Your instructions –
Pick out every line in the records below that contains the string "item", and copy each one.

Records provided –
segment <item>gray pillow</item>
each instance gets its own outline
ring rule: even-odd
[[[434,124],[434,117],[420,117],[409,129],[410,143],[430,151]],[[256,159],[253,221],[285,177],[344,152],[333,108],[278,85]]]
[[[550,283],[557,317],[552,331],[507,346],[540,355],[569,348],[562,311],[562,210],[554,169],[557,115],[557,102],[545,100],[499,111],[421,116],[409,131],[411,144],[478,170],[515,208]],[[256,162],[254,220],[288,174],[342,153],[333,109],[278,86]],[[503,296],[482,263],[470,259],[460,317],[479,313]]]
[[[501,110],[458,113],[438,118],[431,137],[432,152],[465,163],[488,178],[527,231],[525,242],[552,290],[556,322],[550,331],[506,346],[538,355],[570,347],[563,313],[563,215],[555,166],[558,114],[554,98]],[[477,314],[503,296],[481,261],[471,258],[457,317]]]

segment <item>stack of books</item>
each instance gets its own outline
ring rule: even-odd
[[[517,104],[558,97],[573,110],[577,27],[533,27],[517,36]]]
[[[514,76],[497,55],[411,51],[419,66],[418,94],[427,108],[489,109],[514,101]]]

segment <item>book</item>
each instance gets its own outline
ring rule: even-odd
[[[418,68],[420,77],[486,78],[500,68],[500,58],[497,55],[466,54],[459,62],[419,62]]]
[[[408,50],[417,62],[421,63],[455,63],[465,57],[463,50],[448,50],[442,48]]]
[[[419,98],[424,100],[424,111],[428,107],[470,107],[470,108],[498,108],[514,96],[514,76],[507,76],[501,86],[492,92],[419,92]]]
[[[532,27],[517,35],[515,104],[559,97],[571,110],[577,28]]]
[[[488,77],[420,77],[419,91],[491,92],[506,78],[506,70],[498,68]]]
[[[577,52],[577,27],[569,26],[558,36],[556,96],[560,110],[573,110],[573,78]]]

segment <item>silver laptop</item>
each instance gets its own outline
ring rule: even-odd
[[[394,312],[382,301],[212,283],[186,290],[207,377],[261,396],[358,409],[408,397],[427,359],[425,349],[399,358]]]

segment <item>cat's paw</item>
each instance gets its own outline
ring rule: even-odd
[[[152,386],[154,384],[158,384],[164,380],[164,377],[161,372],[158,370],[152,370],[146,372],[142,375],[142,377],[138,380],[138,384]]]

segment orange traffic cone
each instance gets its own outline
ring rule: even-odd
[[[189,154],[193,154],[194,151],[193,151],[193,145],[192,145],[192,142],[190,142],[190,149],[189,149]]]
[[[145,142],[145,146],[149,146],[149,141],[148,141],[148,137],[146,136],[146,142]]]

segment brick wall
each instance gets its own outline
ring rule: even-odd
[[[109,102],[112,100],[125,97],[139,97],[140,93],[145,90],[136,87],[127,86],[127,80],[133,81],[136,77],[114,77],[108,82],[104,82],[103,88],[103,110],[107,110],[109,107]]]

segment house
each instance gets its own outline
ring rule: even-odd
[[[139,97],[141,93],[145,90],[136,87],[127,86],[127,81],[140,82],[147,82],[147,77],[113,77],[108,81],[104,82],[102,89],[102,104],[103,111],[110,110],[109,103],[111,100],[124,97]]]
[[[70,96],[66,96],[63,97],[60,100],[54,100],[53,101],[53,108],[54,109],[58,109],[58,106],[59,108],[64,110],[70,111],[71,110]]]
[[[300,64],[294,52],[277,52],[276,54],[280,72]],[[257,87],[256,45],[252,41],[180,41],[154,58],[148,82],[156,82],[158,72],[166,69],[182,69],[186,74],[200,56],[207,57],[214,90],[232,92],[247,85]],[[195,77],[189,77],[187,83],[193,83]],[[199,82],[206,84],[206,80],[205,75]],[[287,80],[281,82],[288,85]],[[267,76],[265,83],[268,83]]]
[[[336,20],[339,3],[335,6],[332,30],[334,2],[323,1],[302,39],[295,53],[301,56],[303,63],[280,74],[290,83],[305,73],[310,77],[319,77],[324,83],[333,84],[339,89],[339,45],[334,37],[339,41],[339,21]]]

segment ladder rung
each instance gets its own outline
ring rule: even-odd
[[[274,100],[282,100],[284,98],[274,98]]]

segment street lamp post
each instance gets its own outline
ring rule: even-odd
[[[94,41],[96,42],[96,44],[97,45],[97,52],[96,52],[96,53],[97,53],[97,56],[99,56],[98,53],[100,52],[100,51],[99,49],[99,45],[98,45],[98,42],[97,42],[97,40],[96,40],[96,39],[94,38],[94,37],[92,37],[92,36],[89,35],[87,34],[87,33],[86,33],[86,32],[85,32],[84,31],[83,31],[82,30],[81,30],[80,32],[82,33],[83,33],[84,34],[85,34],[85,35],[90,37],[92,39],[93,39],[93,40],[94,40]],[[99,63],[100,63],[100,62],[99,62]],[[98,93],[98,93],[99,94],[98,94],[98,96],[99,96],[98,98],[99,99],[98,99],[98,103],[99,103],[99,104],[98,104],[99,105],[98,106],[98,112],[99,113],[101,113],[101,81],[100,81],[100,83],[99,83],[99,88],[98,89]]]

Output of the exercise –
segment <item>gray pillow</item>
segment <item>stack of books</item>
segment <item>book</item>
segment <item>silver laptop</item>
segment <item>cat's paw</item>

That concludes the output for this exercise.